* [Records supplied]:
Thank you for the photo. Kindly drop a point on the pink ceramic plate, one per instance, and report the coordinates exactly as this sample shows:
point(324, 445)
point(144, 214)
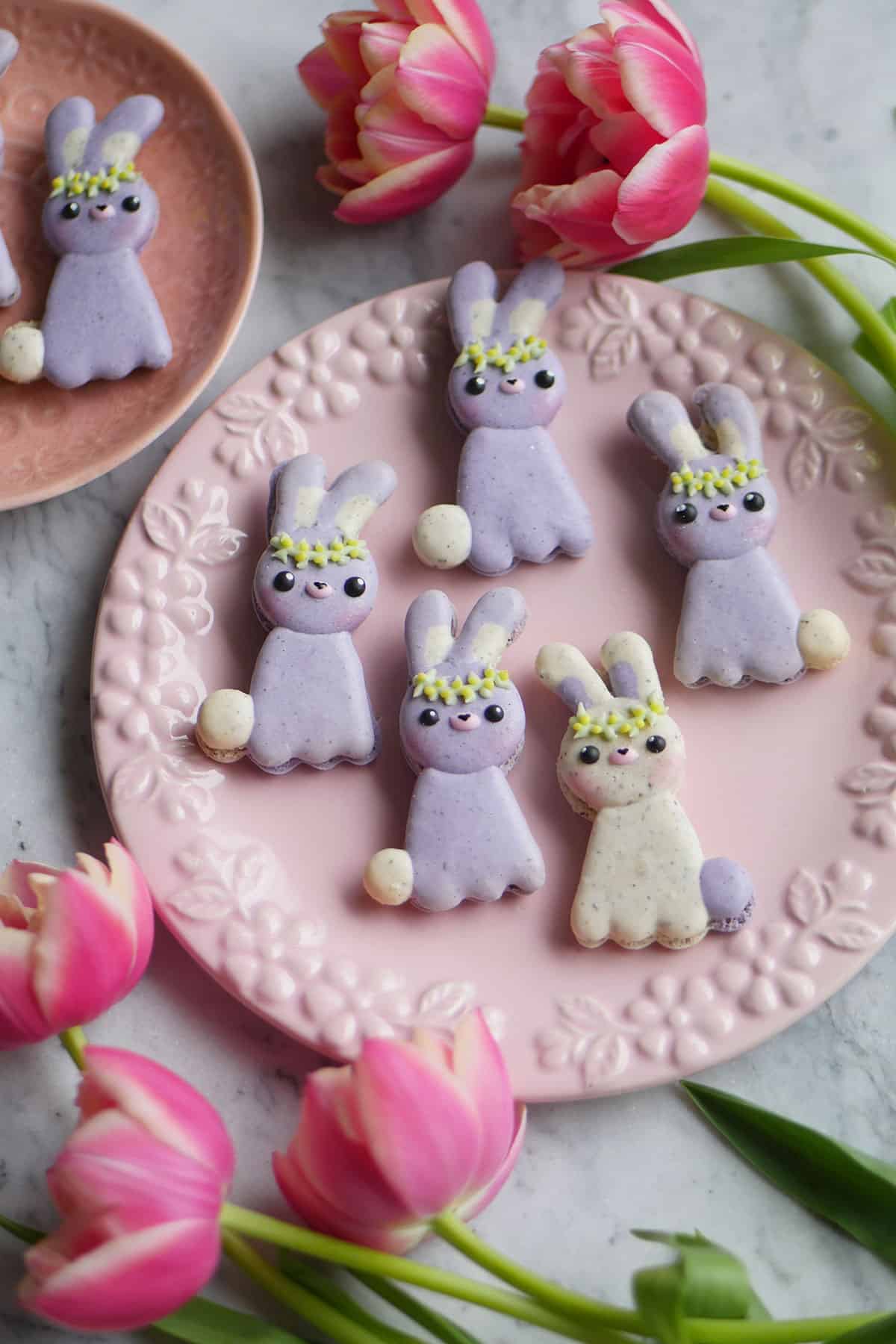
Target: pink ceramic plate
point(202, 262)
point(260, 875)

* [What is being asked]:
Lay out every line of the data above as a JSON list of strings, one string per line, with blank lines and the pictures left out.

* [Correct response]:
[
  "Thank you for the photo. Kindly drop a point on the pink ceramic plate, one per instance, and report the coordinates exactly as this sample shows:",
  "point(324, 445)",
  "point(144, 214)",
  "Target: pink ceramic plate",
  "point(202, 262)",
  "point(260, 875)"
]